Exercise data>
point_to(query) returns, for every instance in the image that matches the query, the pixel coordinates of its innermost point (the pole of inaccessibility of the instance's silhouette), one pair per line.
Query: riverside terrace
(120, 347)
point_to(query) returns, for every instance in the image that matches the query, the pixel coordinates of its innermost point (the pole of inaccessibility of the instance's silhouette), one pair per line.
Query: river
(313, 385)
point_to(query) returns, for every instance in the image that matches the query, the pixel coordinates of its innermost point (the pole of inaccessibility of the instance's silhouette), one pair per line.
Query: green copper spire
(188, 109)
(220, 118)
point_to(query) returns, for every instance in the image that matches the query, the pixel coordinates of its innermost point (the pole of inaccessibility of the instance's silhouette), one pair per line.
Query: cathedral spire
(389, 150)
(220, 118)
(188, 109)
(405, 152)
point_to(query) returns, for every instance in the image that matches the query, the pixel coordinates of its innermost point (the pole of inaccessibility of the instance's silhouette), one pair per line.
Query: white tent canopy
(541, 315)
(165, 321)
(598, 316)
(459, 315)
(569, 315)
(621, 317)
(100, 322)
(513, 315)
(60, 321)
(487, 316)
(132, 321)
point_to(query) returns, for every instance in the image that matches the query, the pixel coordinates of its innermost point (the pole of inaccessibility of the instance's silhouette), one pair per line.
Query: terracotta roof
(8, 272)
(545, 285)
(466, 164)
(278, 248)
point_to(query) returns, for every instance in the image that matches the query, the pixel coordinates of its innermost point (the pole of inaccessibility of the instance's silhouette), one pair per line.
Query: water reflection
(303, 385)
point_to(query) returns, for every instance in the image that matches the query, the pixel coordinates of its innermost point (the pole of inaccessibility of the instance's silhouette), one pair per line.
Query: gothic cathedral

Problem details> Return the material exactly. Leave out no line.

Response box>
point_to(query) returns, for every instance in the image that matches the query, the pixel coordinates of its innermost point (the pole of inaccessibility of the instance's silhouette), one pair per line.
Query: riverside terrace
(120, 347)
point_to(query) returns, for every instance in the image that matches the query, the pixel coordinates of its innermost point (the pole of inaccessibility of the instance's silhouette), one pair per line.
Query: river
(313, 385)
point_to(query) returns, for every instance in the image that matches the query, the pixel coordinates of its innermost point (the pole of inaccessibility of the instance's silhouette), one pair per line.
Query: green copper spire
(188, 109)
(220, 118)
point_to(query) returns, for every instance in the image that matches the query, the pixel coordinates of its innermost point (the pole of inaccessibility of the instance's silhouette), one pair per line.
Query: cathedral spire
(389, 150)
(220, 118)
(188, 109)
(405, 152)
point_to(query) returns, for every instance in the image that matches the query, the pixel coordinates of its innermost point (the pole of inaccessibility of the instance's silhouette), one pair per line.
Query: white tent canopy
(541, 315)
(165, 321)
(598, 316)
(459, 315)
(569, 315)
(621, 317)
(100, 322)
(513, 315)
(60, 321)
(487, 316)
(132, 321)
point_to(query) returns, for every instance in the image that matches the query, the pixel coordinates of its innermost point (the pole of inaccessibility of the instance's silhouette), one pair per line.
Query: terracotta roof
(8, 272)
(545, 285)
(466, 164)
(278, 248)
point_to(query) returns, for every instance in the image that matches the query, the pixel coordinates of its innermost point (the pole of inaccessibility of the instance's silhouette), one pair per line.
Query: water reflection
(303, 385)
point_to(query) returns, for every instance in the image that matches the query, the pixel coordinates of its innermost point (the pole of inaccessibility of the instance's silhouette), one pair per line.
Query: gothic cathedral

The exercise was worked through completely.